# 指示と要件:
本文に記載された事実に基づき、次の問いに答えよ。
1. 筆者はどの都市からエッセイを送っているか。
2. 筆者は湿気の中にいる自分を何になった気分だと表現しているか。
3. 最も古い品物は何で、何年前のものか。

# 本文:
──────
今月は想像もしていなかった日本一時帰国、たっぷりと蒸し暑い水分を含んだ空気の東京よりエッセイをお送り致します。
今まで避けて来た日本のサマーシーズン。
真夏は40℃を超えるイタリアに慣れてはいるので、暑いぶんには問題ないのですが…蒸し器の中にいるようなこの湿気にどうも体がついていきません。
そう、カニシュウマイになった気分です。

 そんな中、東京の実家では現在、大引っ越し作業が繰り広げられています。
部屋の整理を開始するやいなや、自分の収集癖のハイレベルさに目が点に。
何の役にも立たないものが次から次へと出てくる出てくる…。
レストランや喫茶店のマッチを始め、大量の便せん&封筒コレクション、
様々な絵柄の鉛筆コレクション、サンリオショップの包装紙やリボン、
ラムネ瓶やビー玉、海辺で拾った貝殻に色とりどりの小石の数々。
一番古いものでは小1の時にもらった、香り付きのイラスト・ティッシュと鈴付きのミニコロンがありました。
かれこれ36年前の品物です。
──────
# 抜粋データ:

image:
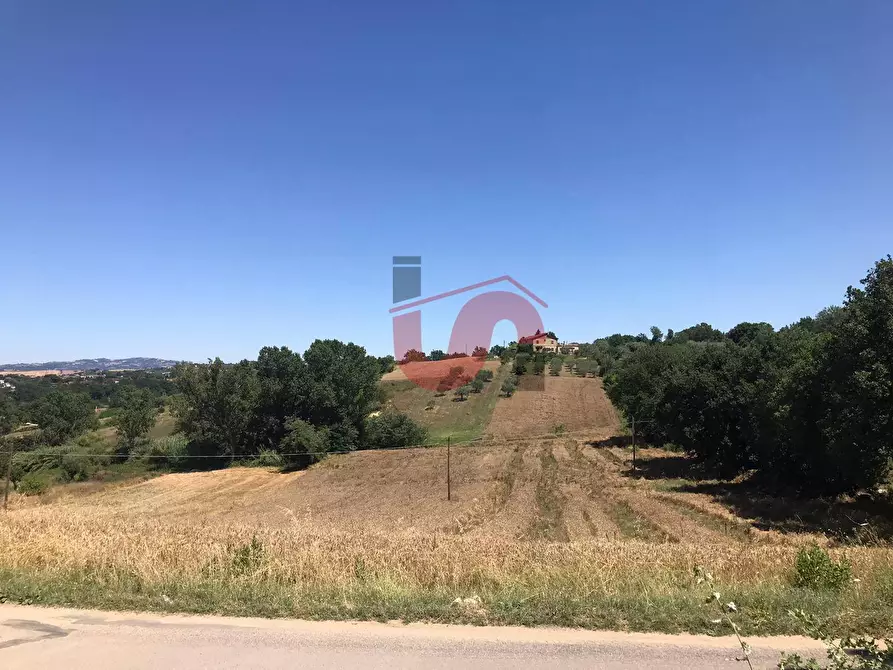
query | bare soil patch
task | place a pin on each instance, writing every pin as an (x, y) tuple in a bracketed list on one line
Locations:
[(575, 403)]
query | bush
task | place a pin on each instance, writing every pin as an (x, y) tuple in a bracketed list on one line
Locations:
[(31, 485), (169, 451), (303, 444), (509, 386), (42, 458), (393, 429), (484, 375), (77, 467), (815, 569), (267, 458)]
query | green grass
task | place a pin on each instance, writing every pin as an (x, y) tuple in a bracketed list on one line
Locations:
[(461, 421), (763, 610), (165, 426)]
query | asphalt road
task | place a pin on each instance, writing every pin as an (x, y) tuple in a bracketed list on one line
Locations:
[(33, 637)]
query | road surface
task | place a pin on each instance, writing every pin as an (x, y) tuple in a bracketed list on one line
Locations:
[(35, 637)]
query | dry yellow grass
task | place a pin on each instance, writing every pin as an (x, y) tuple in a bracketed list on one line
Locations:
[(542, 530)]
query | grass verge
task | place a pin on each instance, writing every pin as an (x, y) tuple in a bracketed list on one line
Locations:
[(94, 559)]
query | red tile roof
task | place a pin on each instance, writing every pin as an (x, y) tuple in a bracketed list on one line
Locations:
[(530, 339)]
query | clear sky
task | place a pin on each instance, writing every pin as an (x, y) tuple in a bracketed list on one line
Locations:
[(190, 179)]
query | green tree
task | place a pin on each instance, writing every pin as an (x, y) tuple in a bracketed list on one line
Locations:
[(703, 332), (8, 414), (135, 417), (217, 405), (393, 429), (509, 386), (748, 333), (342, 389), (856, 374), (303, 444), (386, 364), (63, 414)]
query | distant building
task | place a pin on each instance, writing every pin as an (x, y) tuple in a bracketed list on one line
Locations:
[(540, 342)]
──────
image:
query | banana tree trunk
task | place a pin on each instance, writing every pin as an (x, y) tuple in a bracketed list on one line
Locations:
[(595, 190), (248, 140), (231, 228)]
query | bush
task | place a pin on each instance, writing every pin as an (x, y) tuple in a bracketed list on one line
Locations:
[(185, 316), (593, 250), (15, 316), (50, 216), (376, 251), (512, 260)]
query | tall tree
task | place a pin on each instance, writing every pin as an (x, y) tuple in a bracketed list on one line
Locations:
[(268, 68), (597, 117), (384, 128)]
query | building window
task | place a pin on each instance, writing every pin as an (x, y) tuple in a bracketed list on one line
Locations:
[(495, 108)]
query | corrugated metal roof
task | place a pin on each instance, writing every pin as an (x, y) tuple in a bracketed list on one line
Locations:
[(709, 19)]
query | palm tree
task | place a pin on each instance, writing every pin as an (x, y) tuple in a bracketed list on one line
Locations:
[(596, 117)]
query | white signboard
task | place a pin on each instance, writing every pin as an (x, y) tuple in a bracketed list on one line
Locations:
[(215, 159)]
──────
# 解答:
1. 東京
2. カニシュウマイ
3. 小1の時にもらった香り付きのイラスト・ティッシュと鈴付きのミニコロンで、36年前のもの